Transcribe the data character for character, from its start down through the line containing "299 151 L 291". Leave the pictures out of your copy.

Outline records
# # #
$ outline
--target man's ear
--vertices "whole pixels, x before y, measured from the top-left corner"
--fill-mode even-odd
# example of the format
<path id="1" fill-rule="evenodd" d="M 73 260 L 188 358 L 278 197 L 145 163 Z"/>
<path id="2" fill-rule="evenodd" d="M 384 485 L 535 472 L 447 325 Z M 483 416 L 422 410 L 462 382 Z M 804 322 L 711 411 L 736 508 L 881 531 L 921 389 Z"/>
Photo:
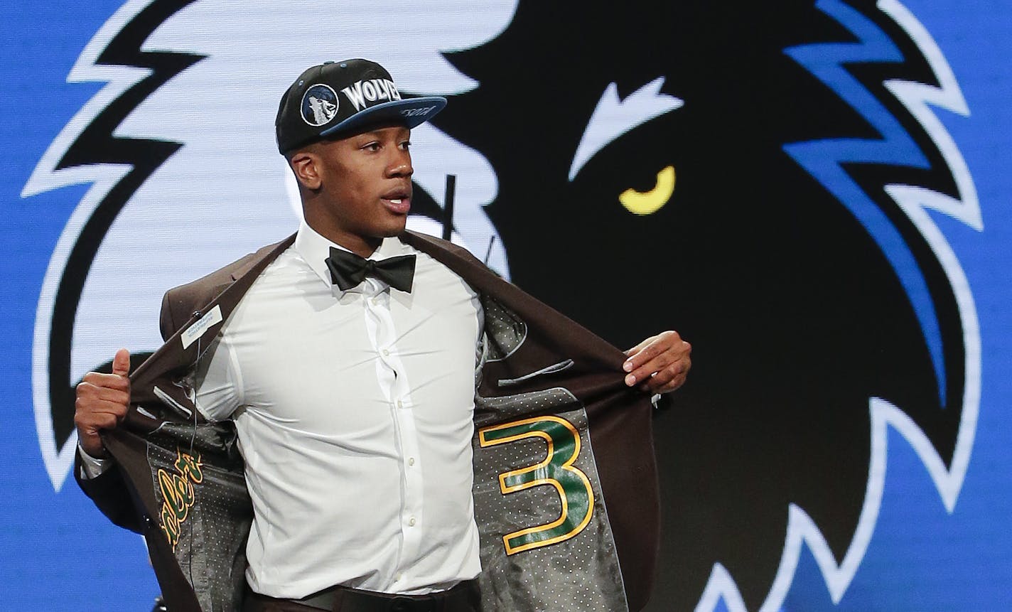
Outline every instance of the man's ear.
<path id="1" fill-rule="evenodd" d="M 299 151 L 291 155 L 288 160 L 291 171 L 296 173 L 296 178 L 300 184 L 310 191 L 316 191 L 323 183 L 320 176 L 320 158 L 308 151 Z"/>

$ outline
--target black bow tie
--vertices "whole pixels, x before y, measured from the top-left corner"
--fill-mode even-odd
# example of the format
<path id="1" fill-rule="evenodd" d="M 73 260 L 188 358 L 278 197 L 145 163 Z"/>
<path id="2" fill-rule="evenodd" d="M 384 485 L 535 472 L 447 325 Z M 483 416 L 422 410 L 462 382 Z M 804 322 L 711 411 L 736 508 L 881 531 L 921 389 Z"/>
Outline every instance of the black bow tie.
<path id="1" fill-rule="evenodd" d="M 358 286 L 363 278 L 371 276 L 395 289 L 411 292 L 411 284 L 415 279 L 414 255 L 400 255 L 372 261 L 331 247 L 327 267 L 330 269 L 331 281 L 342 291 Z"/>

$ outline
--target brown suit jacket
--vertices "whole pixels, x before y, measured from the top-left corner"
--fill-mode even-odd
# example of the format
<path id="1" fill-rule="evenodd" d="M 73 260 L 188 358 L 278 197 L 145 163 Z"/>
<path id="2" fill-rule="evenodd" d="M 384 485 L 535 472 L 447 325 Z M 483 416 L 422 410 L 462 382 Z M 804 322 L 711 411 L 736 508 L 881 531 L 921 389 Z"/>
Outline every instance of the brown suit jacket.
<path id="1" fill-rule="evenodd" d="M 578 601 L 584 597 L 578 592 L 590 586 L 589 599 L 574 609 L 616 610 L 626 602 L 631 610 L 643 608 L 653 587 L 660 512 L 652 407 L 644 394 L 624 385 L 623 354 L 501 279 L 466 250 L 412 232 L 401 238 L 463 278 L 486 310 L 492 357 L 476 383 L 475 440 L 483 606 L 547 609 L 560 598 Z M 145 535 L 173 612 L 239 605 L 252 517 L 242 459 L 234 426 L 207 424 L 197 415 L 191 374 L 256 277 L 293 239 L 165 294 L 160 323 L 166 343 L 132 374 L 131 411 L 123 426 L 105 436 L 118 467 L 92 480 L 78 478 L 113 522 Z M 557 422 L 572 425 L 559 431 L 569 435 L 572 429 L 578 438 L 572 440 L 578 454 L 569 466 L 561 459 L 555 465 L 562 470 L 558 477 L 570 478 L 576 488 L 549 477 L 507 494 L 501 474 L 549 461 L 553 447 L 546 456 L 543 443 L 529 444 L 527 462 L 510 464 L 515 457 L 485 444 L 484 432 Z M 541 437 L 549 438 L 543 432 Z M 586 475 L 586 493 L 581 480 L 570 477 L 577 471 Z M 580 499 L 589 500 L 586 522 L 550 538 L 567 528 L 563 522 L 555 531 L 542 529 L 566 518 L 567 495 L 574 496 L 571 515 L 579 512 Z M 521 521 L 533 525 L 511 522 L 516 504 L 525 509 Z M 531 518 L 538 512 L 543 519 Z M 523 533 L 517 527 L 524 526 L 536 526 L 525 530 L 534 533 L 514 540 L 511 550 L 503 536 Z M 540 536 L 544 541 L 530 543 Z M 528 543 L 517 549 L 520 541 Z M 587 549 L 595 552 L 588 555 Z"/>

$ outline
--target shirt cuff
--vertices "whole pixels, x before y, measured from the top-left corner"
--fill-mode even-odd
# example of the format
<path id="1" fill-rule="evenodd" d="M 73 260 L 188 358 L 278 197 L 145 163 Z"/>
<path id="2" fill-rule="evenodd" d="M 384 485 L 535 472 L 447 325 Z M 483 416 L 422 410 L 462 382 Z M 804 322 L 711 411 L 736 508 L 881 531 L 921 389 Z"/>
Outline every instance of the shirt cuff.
# # #
_Solution to this exercise_
$ outline
--target man's ear
--vertices "whole pixels, x before y, measured from the top-left corner"
--fill-mode even-odd
# example of the format
<path id="1" fill-rule="evenodd" d="M 73 260 L 188 358 L 278 197 L 145 163 Z"/>
<path id="2" fill-rule="evenodd" d="M 384 485 L 535 472 L 447 325 Z M 483 416 L 422 410 L 462 382 Z M 804 322 L 711 411 L 736 508 L 881 531 L 921 389 Z"/>
Photo:
Outline every instance of the man's ear.
<path id="1" fill-rule="evenodd" d="M 299 151 L 291 155 L 288 160 L 291 171 L 296 173 L 296 178 L 300 184 L 310 191 L 316 191 L 323 183 L 320 176 L 320 158 L 308 151 Z"/>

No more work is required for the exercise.